§ EXTRACT TO READ:
[Start of Attachment]

Chapter 5 Workflow
You could check this book for metabolomics data analysis (S. Li 2020).
5.1 Platform for metabolomics data analysis
Here is a list for related open source projects
5.1.1 XCMS & XCMS online
XCMS online is hosted by Scripps Institute. If your datasets are not large, XCMS online would be the best option for you. Recently they updated the online version to support more functions for systems biology. They use metlin and iso metlin to annotate the MS/MS data. Pathway analysis is also supported. Besides, to accelerate the process, xcms online employed stream (windows only). You could use stream to connect your instrument workstation to their server and process the data along with the data acquisition automate. They also developed apps for xcms online, but I think apps for slack would be even cooler to control the data processing.
xcms is different from xcms online while they might share the same code. I used it almost every data to run local metabolomics data analysis. Recently, they will change their version to xcms 3 with major update for object class. Their data format would integrate into the MSnbase package and the parameters would be easy to set up for each step. Normally, I will use msconvert-IPO-xcms-xMSannotator-metaboanalyst as workflow to process the offline data. It could accelerate the process by parallel processing. However, if you are not familiar with R, you would better to choose some software below.
IPO A Tool for automated Optimization of XCMS Parameters (Libiseller et al. 2015) and Warpgroup is used for chromatogram subregion detection, consensus integration bound determination and accurate missing value integration(Nathaniel G. Mahieu, Genenbacher, and Patti 2016a). Another option is AutoTuner, which are much faster than IPO(McLean and Kujawinski 2020). Recently, MetaboAnalystR 3.0 could also optimize the parameters for xcms while you need to perform the following analysis within this software(Pang et al. 2020).
Check those papers for the XCMS based workflow(Forsberg et al. 2018; Huan et al. 2017; Nathaniel G. Mahieu, Genenbacher, and Patti 2016b; Montenegro-Burke et al. 2017; Domingo-Almenara and Siuzdak 2020). For metlin related annotation, check those papers(Guijas et al. 2018; Tautenhahn et al. 2012; Xue, Guijas, et al. 2020; Domingo-Almenara, Montenegro-Burke, Ivanisevic, et al. 2018).
MAIT based on xcms and you could find source code here(Fernández-Albert et al. 2014).
iMet-Q is an automated tool with friendly user interfaces for quantifying metabolites in full-scan liquid chromatography-mass spectrometry (LC-MS) data (Chang et al. 2016)
compMS2Miner is an Automatable Metabolite Identification, Visualization, and Data-Sharing R Package for High-Resolution LC–MS Data Sets. Here is related papers (Edmands et al. 2017; Edmands, Hayes, and Rappaport 2018; Edmands, Barupal, and Scalbert 2015).
mzMatch is a modular, open source and platform independent data processing pipeline for metabolomics LC/MS data written in the Java language, which could be coupled with xcms (Scheltema et al. 2011a; Creek et al. 2012). It also could be used for annotation with MetAssign(Daly et al. 2014a).

[End of Attachment]

(Stored data entries)
[Start of Attachment]

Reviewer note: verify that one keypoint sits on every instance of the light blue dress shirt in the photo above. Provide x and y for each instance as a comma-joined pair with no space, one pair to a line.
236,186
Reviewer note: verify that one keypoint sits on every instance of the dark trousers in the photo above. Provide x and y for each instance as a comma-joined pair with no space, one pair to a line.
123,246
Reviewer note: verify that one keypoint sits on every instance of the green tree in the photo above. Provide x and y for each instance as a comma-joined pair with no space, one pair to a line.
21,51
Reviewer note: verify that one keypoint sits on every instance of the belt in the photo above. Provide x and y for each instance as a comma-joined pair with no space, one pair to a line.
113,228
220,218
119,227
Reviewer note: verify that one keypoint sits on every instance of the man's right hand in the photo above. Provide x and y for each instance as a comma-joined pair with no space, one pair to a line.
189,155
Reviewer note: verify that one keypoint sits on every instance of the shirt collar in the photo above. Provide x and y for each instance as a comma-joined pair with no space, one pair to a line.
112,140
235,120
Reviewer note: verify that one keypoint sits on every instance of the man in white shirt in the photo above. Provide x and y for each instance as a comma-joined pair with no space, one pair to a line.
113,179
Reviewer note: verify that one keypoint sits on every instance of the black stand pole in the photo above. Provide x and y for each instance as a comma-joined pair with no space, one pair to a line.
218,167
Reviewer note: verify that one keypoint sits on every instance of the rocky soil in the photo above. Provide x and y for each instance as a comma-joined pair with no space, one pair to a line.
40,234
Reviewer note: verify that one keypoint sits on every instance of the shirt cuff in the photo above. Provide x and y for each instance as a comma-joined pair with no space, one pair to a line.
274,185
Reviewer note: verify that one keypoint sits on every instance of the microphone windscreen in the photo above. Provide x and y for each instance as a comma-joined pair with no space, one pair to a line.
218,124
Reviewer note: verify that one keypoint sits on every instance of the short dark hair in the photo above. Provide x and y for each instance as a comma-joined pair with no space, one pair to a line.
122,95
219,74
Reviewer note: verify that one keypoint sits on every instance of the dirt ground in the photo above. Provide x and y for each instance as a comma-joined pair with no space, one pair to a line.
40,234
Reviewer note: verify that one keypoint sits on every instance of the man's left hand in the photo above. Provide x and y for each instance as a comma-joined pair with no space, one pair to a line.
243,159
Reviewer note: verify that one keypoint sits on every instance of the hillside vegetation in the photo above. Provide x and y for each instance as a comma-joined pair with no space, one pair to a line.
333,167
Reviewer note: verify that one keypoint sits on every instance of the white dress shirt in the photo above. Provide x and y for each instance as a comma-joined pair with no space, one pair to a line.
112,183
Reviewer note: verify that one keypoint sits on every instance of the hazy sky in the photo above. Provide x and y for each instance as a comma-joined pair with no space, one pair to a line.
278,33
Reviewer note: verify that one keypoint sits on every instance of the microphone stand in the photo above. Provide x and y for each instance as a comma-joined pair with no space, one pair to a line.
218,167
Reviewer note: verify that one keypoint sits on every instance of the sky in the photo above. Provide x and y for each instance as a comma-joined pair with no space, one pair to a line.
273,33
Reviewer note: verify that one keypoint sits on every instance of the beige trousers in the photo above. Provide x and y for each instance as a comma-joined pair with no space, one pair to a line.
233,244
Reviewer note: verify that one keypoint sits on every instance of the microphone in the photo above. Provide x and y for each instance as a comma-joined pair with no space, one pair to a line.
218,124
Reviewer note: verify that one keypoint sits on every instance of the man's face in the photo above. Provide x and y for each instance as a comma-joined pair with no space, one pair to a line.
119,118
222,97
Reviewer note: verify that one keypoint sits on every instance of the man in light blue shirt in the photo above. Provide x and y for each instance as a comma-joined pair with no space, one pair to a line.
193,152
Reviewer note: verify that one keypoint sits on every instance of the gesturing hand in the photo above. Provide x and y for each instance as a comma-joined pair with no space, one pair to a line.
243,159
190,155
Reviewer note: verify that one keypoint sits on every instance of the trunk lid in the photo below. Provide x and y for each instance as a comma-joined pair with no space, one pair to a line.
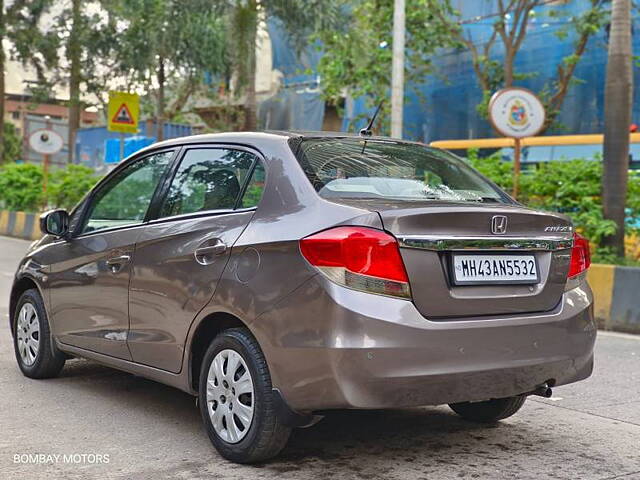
430,234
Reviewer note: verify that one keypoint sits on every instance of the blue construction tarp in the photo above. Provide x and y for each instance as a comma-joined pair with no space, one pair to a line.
91,143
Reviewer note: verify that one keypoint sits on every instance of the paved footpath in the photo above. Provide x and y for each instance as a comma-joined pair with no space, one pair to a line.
587,431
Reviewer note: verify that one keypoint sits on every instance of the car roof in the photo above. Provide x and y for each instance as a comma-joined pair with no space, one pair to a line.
245,138
242,137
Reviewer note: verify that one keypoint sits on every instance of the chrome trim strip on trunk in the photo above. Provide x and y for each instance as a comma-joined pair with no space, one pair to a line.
441,243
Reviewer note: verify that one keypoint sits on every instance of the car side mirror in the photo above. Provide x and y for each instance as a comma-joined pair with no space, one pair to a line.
55,222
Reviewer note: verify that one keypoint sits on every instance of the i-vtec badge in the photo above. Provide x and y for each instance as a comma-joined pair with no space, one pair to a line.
558,228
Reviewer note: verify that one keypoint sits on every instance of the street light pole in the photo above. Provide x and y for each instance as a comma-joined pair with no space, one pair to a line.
397,69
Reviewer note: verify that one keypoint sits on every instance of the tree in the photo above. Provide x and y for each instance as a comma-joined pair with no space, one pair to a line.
618,101
19,26
163,40
12,144
359,58
300,18
510,28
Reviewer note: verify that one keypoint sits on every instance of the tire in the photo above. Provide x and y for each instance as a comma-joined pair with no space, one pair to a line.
490,411
265,436
36,352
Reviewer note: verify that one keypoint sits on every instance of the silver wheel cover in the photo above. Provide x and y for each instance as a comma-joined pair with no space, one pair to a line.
28,334
230,396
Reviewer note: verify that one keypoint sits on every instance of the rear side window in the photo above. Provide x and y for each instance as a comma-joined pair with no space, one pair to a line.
255,187
386,169
207,179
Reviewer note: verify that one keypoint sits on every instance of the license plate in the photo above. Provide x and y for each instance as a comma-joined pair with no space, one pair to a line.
479,269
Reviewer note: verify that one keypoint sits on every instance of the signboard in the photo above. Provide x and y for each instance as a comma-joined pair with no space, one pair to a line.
123,112
516,113
46,141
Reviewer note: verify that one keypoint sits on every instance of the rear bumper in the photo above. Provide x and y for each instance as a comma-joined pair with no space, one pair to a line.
329,347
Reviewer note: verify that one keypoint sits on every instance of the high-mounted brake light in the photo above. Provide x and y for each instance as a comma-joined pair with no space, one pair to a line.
361,258
580,255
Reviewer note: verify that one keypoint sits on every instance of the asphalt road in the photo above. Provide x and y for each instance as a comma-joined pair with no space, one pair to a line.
144,430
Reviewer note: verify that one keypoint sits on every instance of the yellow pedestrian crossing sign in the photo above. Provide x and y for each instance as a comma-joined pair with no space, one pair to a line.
123,112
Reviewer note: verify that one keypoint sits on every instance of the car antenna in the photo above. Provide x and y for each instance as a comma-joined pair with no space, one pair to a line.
367,132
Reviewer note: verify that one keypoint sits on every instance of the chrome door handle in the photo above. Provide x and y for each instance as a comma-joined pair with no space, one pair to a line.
115,264
204,255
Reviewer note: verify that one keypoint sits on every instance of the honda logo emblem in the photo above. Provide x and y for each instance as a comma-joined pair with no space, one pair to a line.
499,225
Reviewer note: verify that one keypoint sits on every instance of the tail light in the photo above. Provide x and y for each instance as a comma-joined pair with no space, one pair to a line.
580,255
361,258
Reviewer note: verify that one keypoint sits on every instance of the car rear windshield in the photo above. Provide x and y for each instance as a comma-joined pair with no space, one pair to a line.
381,169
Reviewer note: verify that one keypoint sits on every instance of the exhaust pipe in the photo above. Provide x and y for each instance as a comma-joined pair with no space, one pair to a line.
543,390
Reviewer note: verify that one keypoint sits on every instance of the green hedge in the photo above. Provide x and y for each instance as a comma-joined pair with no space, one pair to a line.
21,187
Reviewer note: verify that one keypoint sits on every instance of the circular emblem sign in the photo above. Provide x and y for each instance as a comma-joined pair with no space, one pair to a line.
46,142
516,112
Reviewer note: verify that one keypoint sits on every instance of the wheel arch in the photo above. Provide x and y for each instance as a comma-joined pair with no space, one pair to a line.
20,286
208,328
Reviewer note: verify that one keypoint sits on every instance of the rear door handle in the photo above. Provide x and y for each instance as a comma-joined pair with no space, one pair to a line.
115,264
206,255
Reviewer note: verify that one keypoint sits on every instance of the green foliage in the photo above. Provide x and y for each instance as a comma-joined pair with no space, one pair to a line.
495,65
359,58
67,186
21,187
12,144
570,187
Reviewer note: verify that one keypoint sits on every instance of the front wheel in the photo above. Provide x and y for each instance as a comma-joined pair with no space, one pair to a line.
490,411
36,353
236,399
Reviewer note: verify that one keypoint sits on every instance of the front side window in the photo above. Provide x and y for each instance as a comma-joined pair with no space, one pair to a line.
207,179
125,198
386,169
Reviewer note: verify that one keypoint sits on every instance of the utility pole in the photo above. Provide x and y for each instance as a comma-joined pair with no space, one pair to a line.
617,119
397,69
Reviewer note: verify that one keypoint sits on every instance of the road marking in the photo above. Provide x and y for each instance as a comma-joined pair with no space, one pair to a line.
629,336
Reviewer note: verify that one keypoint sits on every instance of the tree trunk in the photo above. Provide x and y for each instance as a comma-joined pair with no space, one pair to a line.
160,101
2,35
617,119
251,104
74,49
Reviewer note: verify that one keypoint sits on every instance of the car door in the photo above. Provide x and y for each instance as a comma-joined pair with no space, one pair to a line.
89,273
181,255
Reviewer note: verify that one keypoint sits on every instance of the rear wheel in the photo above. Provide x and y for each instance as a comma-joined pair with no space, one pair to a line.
490,411
36,353
236,399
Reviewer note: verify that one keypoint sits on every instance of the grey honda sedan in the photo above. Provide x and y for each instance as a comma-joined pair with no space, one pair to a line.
278,276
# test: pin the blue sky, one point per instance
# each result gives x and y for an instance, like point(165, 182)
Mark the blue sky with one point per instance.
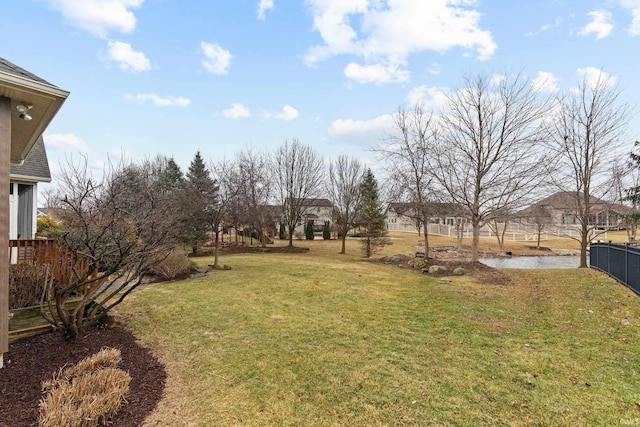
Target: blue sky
point(172, 77)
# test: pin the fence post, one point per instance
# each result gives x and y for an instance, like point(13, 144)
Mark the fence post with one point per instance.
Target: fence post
point(626, 264)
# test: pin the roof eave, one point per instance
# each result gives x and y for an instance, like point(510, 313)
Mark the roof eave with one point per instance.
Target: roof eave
point(46, 99)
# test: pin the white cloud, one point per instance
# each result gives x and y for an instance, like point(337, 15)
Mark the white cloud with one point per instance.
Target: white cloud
point(435, 69)
point(288, 113)
point(66, 142)
point(127, 58)
point(634, 8)
point(263, 7)
point(237, 111)
point(216, 59)
point(158, 101)
point(391, 31)
point(601, 24)
point(545, 27)
point(545, 82)
point(98, 17)
point(594, 77)
point(377, 74)
point(345, 127)
point(433, 98)
point(496, 79)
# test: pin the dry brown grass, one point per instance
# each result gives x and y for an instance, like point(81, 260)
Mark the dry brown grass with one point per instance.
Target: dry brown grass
point(86, 394)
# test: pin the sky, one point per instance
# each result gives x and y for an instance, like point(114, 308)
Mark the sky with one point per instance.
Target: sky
point(171, 77)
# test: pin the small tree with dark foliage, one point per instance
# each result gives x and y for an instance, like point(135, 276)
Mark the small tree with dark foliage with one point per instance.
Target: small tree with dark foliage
point(308, 230)
point(326, 231)
point(118, 228)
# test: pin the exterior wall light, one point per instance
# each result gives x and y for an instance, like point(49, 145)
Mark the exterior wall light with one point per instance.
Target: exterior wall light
point(23, 109)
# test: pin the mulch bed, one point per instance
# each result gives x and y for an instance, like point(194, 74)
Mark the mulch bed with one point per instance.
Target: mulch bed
point(32, 360)
point(483, 273)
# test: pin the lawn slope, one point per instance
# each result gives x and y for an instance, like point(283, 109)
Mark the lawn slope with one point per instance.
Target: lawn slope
point(329, 340)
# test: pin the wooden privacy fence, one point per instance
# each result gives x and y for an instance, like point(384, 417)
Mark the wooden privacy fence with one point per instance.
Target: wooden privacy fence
point(620, 261)
point(51, 252)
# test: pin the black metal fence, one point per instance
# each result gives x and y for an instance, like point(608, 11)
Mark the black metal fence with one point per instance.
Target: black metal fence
point(621, 261)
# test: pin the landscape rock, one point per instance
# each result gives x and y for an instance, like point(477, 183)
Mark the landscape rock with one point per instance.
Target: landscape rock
point(459, 271)
point(435, 269)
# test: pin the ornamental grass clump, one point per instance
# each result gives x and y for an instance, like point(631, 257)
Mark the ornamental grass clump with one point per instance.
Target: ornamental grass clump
point(86, 394)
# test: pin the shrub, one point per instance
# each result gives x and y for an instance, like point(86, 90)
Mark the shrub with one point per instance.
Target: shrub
point(26, 283)
point(308, 230)
point(85, 395)
point(175, 264)
point(49, 227)
point(326, 231)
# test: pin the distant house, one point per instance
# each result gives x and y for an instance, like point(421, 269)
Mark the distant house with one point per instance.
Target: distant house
point(561, 210)
point(405, 216)
point(317, 210)
point(23, 192)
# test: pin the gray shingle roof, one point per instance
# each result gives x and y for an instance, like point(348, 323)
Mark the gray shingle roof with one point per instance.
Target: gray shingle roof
point(11, 68)
point(35, 166)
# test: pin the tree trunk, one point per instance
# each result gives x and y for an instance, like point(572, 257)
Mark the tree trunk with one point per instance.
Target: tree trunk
point(215, 251)
point(426, 237)
point(475, 245)
point(290, 236)
point(584, 243)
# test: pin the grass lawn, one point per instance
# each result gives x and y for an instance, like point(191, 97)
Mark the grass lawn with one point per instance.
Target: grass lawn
point(321, 339)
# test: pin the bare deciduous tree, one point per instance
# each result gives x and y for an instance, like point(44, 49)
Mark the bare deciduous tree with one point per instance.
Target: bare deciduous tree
point(221, 210)
point(345, 175)
point(256, 188)
point(298, 178)
point(490, 157)
point(586, 134)
point(122, 226)
point(406, 156)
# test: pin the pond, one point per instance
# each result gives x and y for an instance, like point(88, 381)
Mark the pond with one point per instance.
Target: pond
point(533, 262)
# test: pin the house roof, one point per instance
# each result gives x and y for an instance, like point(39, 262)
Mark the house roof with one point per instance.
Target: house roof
point(322, 203)
point(566, 200)
point(35, 167)
point(42, 99)
point(13, 69)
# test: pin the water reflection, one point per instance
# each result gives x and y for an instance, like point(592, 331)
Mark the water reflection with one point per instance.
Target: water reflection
point(533, 262)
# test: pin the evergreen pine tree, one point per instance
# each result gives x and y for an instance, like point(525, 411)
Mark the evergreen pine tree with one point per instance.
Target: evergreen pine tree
point(371, 216)
point(199, 197)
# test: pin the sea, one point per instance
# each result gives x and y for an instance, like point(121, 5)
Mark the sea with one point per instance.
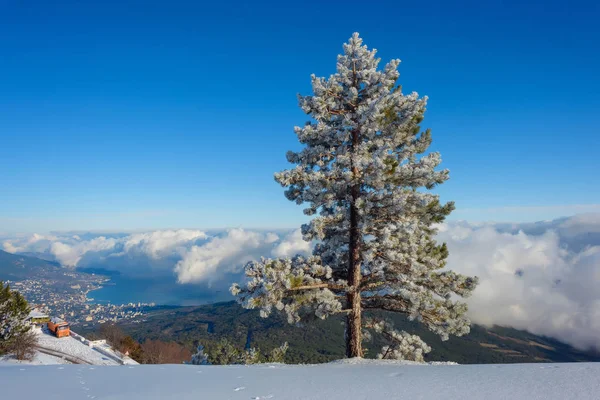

[End of Attachment]

§ EXERCISE 1: Retype the part of the workflow chapter between "Chapter 5 Workflow" and "the data processing.", inclusive.
§ EXERCISE 2: In the workflow chapter, which institute hosts XCMS online?

§ RESULT 1:
Chapter 5 Workflow
You could check this book for metabolomics data analysis (S. Li 2020).
5.1 Platform for metabolomics data analysis
Here is a list for related open source projects
5.1.1 XCMS & XCMS online
XCMS online is hosted by Scripps Institute. If your datasets are not large, XCMS online would be the best option for you. Recently they updated the online version to support more functions for systems biology. They use metlin and iso metlin to annotate the MS/MS data. Pathway analysis is also supported. Besides, to accelerate the process, xcms online employed stream (windows only). You could use stream to connect your instrument workstation to their server and process the data along with the data acquisition automate. They also developed apps for xcms online, but I think apps for slack would be even cooler to control the data processing.

§ RESULT 2: Scripps Institute.